■ **Given data**
** START **
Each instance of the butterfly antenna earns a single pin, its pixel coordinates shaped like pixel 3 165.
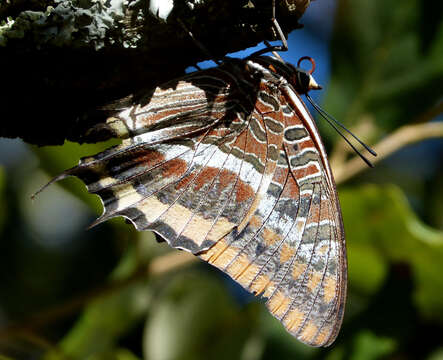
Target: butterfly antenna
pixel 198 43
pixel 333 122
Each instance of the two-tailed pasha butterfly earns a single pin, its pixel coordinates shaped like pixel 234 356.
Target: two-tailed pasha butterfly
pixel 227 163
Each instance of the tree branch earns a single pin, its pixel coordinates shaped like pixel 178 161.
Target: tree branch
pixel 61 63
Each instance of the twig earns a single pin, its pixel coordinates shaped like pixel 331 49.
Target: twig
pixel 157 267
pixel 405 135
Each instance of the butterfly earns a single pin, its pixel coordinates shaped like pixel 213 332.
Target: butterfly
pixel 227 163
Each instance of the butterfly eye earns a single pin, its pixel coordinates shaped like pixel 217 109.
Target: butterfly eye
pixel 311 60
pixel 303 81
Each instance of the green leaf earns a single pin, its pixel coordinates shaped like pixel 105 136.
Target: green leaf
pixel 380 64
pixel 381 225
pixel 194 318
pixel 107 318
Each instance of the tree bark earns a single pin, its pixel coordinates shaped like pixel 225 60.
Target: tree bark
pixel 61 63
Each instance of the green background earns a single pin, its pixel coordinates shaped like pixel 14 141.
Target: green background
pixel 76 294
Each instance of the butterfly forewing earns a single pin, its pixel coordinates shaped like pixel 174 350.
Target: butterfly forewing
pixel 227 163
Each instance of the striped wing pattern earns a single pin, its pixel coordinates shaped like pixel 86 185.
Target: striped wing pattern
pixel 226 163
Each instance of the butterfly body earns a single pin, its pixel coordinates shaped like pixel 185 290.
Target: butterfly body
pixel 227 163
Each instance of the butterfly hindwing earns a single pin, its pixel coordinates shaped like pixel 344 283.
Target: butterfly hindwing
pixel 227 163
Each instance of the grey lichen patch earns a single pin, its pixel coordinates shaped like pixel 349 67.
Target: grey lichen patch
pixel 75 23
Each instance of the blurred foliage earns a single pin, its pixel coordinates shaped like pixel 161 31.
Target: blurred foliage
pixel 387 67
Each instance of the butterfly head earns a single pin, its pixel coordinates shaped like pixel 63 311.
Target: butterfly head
** END **
Reproduce verbatim the lines of the records from the line containing "Each instance of the butterfly body" through the final line of the records, both ends included.

Each instance of the butterfly body earns a single pin, its pixel coordinates shaped like pixel 185 290.
Target: butterfly body
pixel 227 163
Each instance of the butterfly hindwing earns a single pin, its pixel coordinates shaped like pixel 344 283.
Target: butterfly hindwing
pixel 227 163
Each instance of the grey lichen patch earns a single pin, its pixel coordinates shaped like pixel 349 67.
Target: grey lichen patch
pixel 75 23
Each instance of the blurred foliage earns a single pin, its pixel coordinates shaped like pixel 161 31.
Target: blurred foliage
pixel 387 67
Each instance of the butterfly head earns a single pin, its pixel coordinates shaped like pixel 63 311.
Target: butterfly head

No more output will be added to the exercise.